GOAL: Please copy out everything from the start of the records down to the line containing "MULTIPOLYGON (((688 181, 644", with both ends included. Leave the pictures out of your answer.

BEGIN SUPPLIED DATA

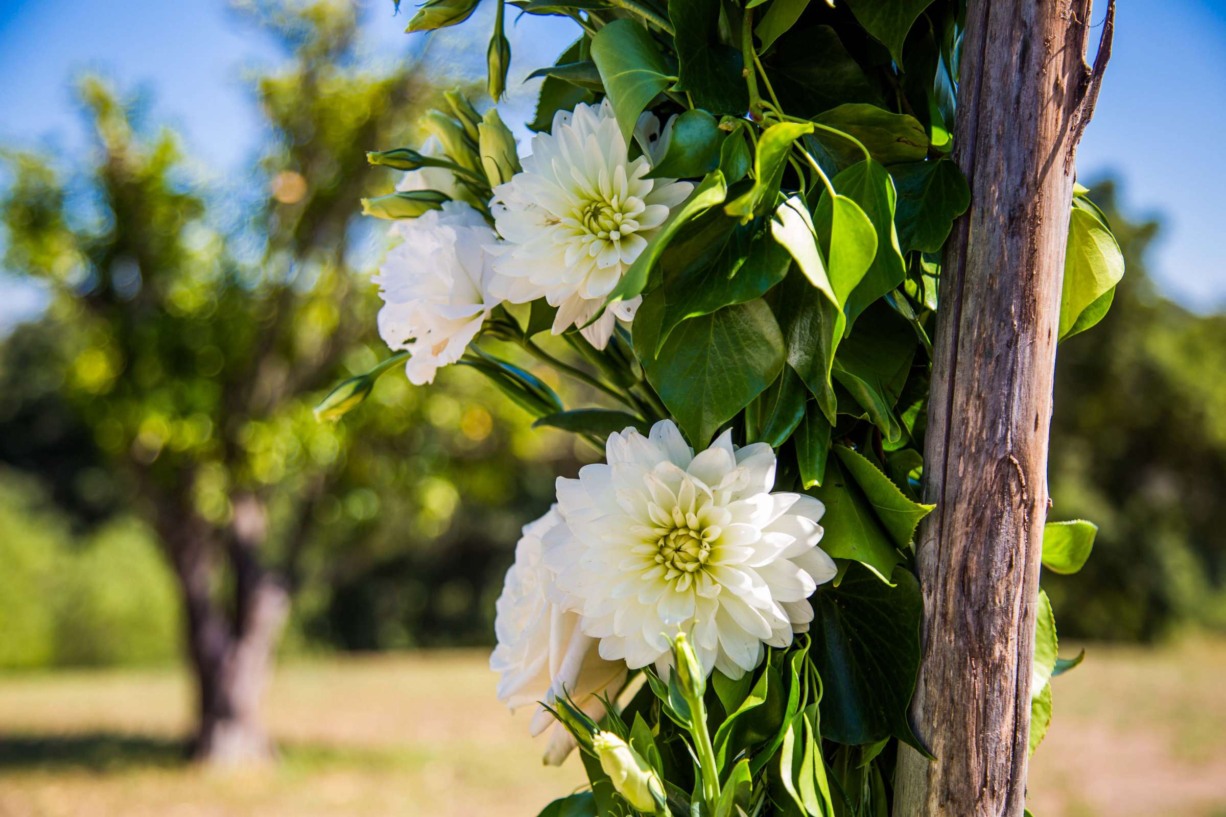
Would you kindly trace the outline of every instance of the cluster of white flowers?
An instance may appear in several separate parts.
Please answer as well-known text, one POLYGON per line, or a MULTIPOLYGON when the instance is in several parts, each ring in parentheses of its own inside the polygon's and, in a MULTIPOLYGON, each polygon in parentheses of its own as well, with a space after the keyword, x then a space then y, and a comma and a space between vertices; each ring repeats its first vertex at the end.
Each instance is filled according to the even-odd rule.
MULTIPOLYGON (((731 432, 694 454, 671 420, 609 436, 607 462, 558 479, 558 505, 524 528, 498 600, 499 698, 512 709, 565 690, 593 718, 628 669, 668 677, 668 636, 685 632, 706 672, 753 671, 813 620, 834 578, 820 548, 825 508, 771 492, 775 452, 731 432), (595 648, 595 649, 593 649, 595 648)), ((549 725, 538 710, 532 732, 549 725)), ((554 728, 547 762, 569 737, 554 728)))
MULTIPOLYGON (((688 181, 644 179, 667 137, 658 131, 658 120, 644 114, 636 135, 645 152, 631 160, 608 100, 559 111, 552 132, 532 138, 525 169, 494 189, 497 233, 450 170, 405 174, 397 190, 432 189, 452 198, 441 212, 392 225, 403 240, 375 278, 385 301, 379 333, 392 349, 409 352, 413 383, 433 382, 439 366, 455 363, 504 300, 544 298, 558 307, 554 334, 577 326, 598 349, 617 318, 633 320, 640 299, 614 304, 587 326, 693 190, 688 181)), ((441 148, 432 137, 422 153, 439 156, 441 148)))
MULTIPOLYGON (((609 103, 559 111, 532 140, 524 170, 493 189, 489 212, 446 169, 405 174, 400 190, 440 190, 441 209, 392 227, 402 239, 375 283, 385 301, 379 332, 409 352, 408 377, 432 382, 455 363, 501 301, 544 298, 555 334, 576 326, 603 349, 640 299, 600 310, 647 247, 688 181, 646 179, 669 121, 644 114, 641 153, 618 130, 609 103), (593 320, 595 318, 595 320, 593 320)), ((423 146, 438 156, 438 143, 423 146)), ((765 646, 808 630, 814 588, 835 574, 818 548, 821 502, 771 492, 769 445, 732 445, 731 432, 694 454, 678 427, 657 423, 608 437, 607 462, 559 479, 558 503, 524 528, 498 599, 498 697, 537 707, 531 731, 553 726, 539 707, 569 695, 598 719, 628 672, 653 664, 667 677, 668 637, 685 632, 706 672, 739 679, 765 646)), ((546 761, 574 747, 553 728, 546 761)))

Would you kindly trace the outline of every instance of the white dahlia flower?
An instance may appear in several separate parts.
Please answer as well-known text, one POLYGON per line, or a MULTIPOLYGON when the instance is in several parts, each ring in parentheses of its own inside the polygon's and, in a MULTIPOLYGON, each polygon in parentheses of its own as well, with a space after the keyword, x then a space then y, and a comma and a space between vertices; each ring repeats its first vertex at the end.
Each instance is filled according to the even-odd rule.
POLYGON ((503 593, 495 605, 494 632, 498 647, 489 668, 501 672, 498 698, 511 709, 536 707, 530 724, 533 736, 552 729, 544 761, 562 763, 575 739, 537 702, 562 697, 563 688, 595 720, 604 717, 604 704, 596 697, 613 697, 625 682, 625 661, 607 661, 596 650, 596 641, 579 627, 579 614, 553 604, 554 576, 541 559, 541 537, 562 523, 557 506, 536 522, 524 525, 515 545, 515 563, 506 571, 503 593))
POLYGON ((494 271, 484 249, 495 235, 477 211, 459 201, 397 220, 391 233, 403 240, 387 251, 371 278, 384 300, 379 334, 392 349, 408 350, 408 380, 421 386, 460 359, 499 304, 489 292, 494 271))
MULTIPOLYGON (((651 140, 658 131, 660 120, 644 114, 636 138, 646 153, 631 160, 606 99, 600 105, 580 103, 574 113, 559 110, 550 132, 532 137, 524 171, 494 187, 494 222, 506 240, 495 261, 505 277, 501 298, 521 304, 543 295, 558 307, 554 334, 581 327, 597 314, 669 211, 694 187, 642 178, 662 153, 666 140, 651 140)), ((640 300, 615 304, 584 336, 603 349, 614 317, 631 320, 640 300)))
POLYGON ((558 479, 565 521, 544 534, 563 606, 600 654, 667 676, 667 636, 689 634, 710 672, 739 679, 763 644, 786 647, 813 620, 808 598, 835 563, 818 548, 825 511, 772 494, 775 452, 725 432, 694 456, 671 420, 609 435, 608 463, 558 479))

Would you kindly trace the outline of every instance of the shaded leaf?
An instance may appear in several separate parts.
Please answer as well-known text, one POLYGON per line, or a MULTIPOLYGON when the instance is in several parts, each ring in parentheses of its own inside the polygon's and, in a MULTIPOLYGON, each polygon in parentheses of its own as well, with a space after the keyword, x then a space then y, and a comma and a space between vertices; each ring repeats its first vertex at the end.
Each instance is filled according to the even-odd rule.
POLYGON ((651 241, 647 244, 647 249, 645 249, 639 257, 635 258, 634 263, 630 265, 630 268, 625 271, 622 276, 622 280, 619 280, 617 287, 613 288, 613 292, 609 293, 604 305, 608 306, 609 304, 619 300, 630 300, 635 295, 642 293, 644 288, 647 285, 647 279, 651 276, 652 267, 660 261, 660 256, 663 254, 664 249, 673 240, 673 238, 680 232, 680 229, 689 220, 694 219, 706 209, 722 203, 727 195, 728 191, 723 184, 723 174, 718 170, 709 173, 698 186, 698 190, 695 190, 690 197, 685 200, 685 203, 668 214, 668 220, 666 220, 660 232, 651 238, 651 241))
POLYGON ((601 28, 591 48, 622 138, 629 145, 639 114, 674 77, 651 34, 633 20, 614 20, 601 28))
POLYGON ((902 43, 916 17, 932 0, 847 0, 851 12, 873 39, 890 49, 890 56, 902 65, 902 43))
POLYGON ((666 279, 656 354, 682 321, 760 298, 783 279, 791 266, 787 252, 771 239, 767 219, 737 224, 718 212, 706 217, 731 229, 717 229, 718 238, 712 236, 700 256, 680 274, 666 279))
POLYGON ((894 545, 900 549, 907 548, 915 538, 920 521, 937 506, 912 502, 889 476, 878 470, 877 465, 858 451, 852 451, 847 446, 835 446, 834 450, 843 469, 856 480, 859 490, 864 492, 864 499, 873 506, 878 522, 890 534, 894 545))
MULTIPOLYGON (((877 517, 873 503, 837 458, 828 459, 825 480, 808 494, 826 506, 821 517, 821 527, 825 528, 821 549, 834 559, 861 562, 872 568, 880 581, 888 582, 894 566, 902 561, 902 555, 877 517)), ((878 735, 870 740, 881 737, 878 735)))
POLYGON ((651 168, 647 179, 689 179, 720 167, 720 148, 726 134, 705 110, 687 110, 673 121, 664 158, 651 168))
POLYGON ((680 64, 676 91, 688 91, 695 108, 741 116, 749 89, 741 73, 739 49, 720 42, 720 0, 668 0, 680 64))
MULTIPOLYGON (((915 116, 891 114, 877 105, 839 105, 818 114, 813 121, 851 134, 881 164, 918 162, 928 153, 928 134, 915 116)), ((821 130, 813 136, 821 140, 831 153, 852 156, 848 164, 863 158, 850 140, 821 130)))
POLYGON ((759 300, 684 321, 653 358, 663 299, 646 298, 634 320, 634 348, 647 380, 695 448, 779 376, 783 338, 759 300))
POLYGON ((894 222, 904 252, 939 252, 954 219, 971 206, 971 189, 949 159, 911 162, 889 168, 899 200, 894 222))
MULTIPOLYGON (((823 545, 830 537, 828 527, 823 545)), ((923 599, 910 571, 899 567, 893 579, 891 587, 852 565, 839 587, 823 584, 812 599, 810 652, 824 682, 821 736, 873 744, 893 735, 931 757, 907 718, 920 671, 923 599)))
POLYGON ((808 490, 821 485, 826 474, 826 459, 830 456, 830 434, 834 429, 817 403, 809 403, 804 419, 797 426, 796 459, 801 469, 801 485, 808 490))

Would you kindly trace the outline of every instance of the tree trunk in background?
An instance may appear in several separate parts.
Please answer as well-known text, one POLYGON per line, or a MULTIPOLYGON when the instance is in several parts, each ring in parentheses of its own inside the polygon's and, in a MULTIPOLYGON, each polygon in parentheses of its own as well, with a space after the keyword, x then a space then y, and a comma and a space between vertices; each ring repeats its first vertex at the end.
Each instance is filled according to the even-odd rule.
POLYGON ((1089 0, 969 2, 954 158, 971 208, 942 267, 923 475, 937 510, 916 551, 923 664, 911 715, 937 761, 900 746, 895 817, 1025 807, 1073 154, 1110 29, 1091 72, 1089 0))
POLYGON ((189 512, 177 514, 179 524, 166 539, 183 589, 188 652, 196 676, 199 723, 191 752, 210 764, 272 757, 259 708, 289 611, 289 593, 256 559, 265 535, 262 514, 256 500, 239 497, 232 534, 189 512), (233 615, 217 599, 223 557, 229 559, 233 574, 233 615))

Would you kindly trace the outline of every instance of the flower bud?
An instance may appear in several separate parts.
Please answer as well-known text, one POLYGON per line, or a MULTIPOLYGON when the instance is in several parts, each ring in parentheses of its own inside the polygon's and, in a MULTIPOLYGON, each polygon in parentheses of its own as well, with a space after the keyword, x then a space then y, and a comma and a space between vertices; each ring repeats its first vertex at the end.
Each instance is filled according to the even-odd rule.
POLYGON ((481 0, 425 0, 413 18, 408 21, 406 33, 434 31, 462 23, 473 12, 481 0))
POLYGON ((657 813, 658 804, 664 801, 664 785, 656 770, 613 732, 597 734, 592 748, 617 793, 638 811, 657 813))
POLYGON ((316 420, 340 420, 342 416, 362 405, 370 396, 375 381, 369 375, 358 375, 340 382, 315 407, 316 420))
POLYGON ((447 107, 451 108, 451 114, 460 120, 463 126, 463 132, 468 135, 468 138, 477 141, 477 126, 481 124, 481 114, 477 109, 472 107, 468 102, 468 97, 463 96, 459 91, 444 91, 443 98, 447 100, 447 107))
POLYGON ((443 152, 452 162, 481 173, 481 162, 477 159, 476 151, 477 142, 476 140, 470 140, 463 127, 457 125, 454 119, 443 111, 432 110, 422 118, 422 125, 439 140, 443 152))
POLYGON ((451 197, 438 190, 405 190, 362 200, 362 214, 375 218, 417 218, 430 209, 443 209, 451 197))
POLYGON ((481 164, 489 186, 495 187, 520 171, 520 154, 515 148, 511 129, 503 124, 498 109, 490 108, 478 126, 481 164))
POLYGON ((489 96, 498 102, 506 91, 506 72, 511 67, 511 43, 503 34, 499 27, 489 39, 489 49, 485 51, 485 66, 488 69, 487 86, 489 96))
POLYGON ((425 156, 411 147, 397 147, 395 151, 367 151, 367 162, 374 165, 396 170, 421 170, 422 168, 454 169, 454 162, 436 156, 425 156))
POLYGON ((706 672, 683 632, 677 633, 677 638, 673 639, 673 665, 682 695, 689 701, 701 701, 706 692, 706 672))

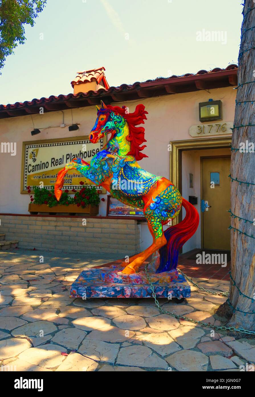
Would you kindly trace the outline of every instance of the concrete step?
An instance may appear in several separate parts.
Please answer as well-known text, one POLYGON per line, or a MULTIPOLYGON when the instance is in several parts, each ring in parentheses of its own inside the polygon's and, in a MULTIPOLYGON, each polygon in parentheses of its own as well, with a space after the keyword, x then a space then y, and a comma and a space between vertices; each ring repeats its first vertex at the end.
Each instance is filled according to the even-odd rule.
POLYGON ((17 240, 11 240, 8 241, 5 240, 1 240, 0 241, 0 249, 5 251, 10 248, 16 248, 18 246, 18 243, 17 240))

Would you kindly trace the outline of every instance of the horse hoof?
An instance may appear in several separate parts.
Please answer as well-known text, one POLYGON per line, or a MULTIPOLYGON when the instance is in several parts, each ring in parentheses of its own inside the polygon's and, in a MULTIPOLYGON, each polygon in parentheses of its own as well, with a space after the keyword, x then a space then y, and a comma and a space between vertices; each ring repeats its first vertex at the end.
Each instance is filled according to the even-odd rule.
POLYGON ((136 273, 136 271, 133 266, 131 264, 129 264, 126 266, 125 269, 124 269, 122 272, 122 273, 124 273, 124 274, 133 274, 133 273, 136 273))
POLYGON ((58 201, 59 201, 60 200, 60 197, 62 196, 62 190, 61 190, 60 189, 58 189, 58 188, 56 188, 56 187, 55 186, 54 193, 55 194, 55 197, 56 197, 56 198, 58 201))

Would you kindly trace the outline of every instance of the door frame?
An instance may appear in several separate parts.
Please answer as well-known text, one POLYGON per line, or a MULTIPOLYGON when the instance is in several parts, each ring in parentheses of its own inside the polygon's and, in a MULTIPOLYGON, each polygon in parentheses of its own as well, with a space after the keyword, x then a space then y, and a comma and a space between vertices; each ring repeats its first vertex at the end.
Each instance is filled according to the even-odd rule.
MULTIPOLYGON (((170 141, 169 179, 177 187, 181 195, 182 194, 182 152, 187 150, 219 149, 223 148, 228 148, 230 150, 232 141, 232 136, 228 135, 226 137, 217 137, 216 138, 200 138, 170 141)), ((173 220, 173 225, 176 225, 181 222, 182 218, 182 206, 179 215, 173 220)))
MULTIPOLYGON (((204 158, 231 158, 231 154, 220 154, 219 156, 203 156, 200 158, 200 197, 201 198, 201 200, 202 200, 203 197, 203 169, 202 169, 202 163, 203 160, 204 158)), ((201 227, 201 249, 204 248, 204 217, 202 216, 202 212, 201 211, 201 208, 200 206, 200 227, 201 227)))

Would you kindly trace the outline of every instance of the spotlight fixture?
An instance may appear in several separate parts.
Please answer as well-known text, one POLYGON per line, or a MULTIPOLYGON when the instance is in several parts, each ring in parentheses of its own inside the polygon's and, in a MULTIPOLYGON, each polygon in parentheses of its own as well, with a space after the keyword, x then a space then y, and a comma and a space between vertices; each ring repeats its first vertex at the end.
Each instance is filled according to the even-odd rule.
POLYGON ((79 129, 79 127, 78 124, 72 124, 68 127, 69 131, 76 131, 79 129))
POLYGON ((40 129, 38 129, 38 128, 35 128, 34 129, 31 131, 31 135, 32 136, 33 135, 36 135, 37 134, 40 134, 40 129))

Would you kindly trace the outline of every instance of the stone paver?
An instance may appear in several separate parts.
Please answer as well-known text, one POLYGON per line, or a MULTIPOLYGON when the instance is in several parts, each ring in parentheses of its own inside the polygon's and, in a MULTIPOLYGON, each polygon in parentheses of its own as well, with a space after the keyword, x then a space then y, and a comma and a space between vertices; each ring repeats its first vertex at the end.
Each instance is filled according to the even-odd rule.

END SUPPLIED DATA

THE RESPONSE:
Would you kindly trace the outline of every instance of the cluster of white flowers?
An instance may appear in several separate parts.
Please answer as well-known text, one POLYGON per line, or a MULTIPOLYGON when the instance is in several parts, each ring in parentheses of its own inside the polygon's and, in a MULTIPOLYGON, each polygon in parentheses of its own as well, with a space after the keyword, x then a space then y, and a comma and a space between vertices; each ring repeats its first vertex at the end.
Each instance is filled according to the even-odd rule.
MULTIPOLYGON (((731 432, 694 454, 671 420, 609 436, 607 462, 558 479, 558 505, 524 528, 498 600, 499 698, 512 709, 565 690, 593 718, 628 669, 668 677, 668 636, 685 632, 706 672, 753 671, 813 620, 834 578, 820 548, 825 508, 771 492, 775 452, 731 432), (595 648, 595 649, 593 649, 595 648)), ((549 725, 538 710, 532 732, 549 725)), ((554 728, 547 762, 569 737, 554 728)))
MULTIPOLYGON (((688 181, 644 179, 667 137, 658 131, 658 120, 644 114, 636 135, 645 152, 631 160, 608 100, 559 111, 552 132, 532 138, 525 169, 494 189, 497 233, 450 170, 405 174, 397 190, 432 189, 452 198, 441 212, 392 225, 403 240, 375 278, 385 301, 379 333, 392 349, 409 352, 413 383, 433 382, 439 366, 455 363, 504 300, 544 298, 558 307, 554 334, 577 326, 598 349, 617 318, 633 320, 640 299, 614 304, 587 326, 693 190, 688 181)), ((441 148, 432 137, 422 153, 439 156, 441 148)))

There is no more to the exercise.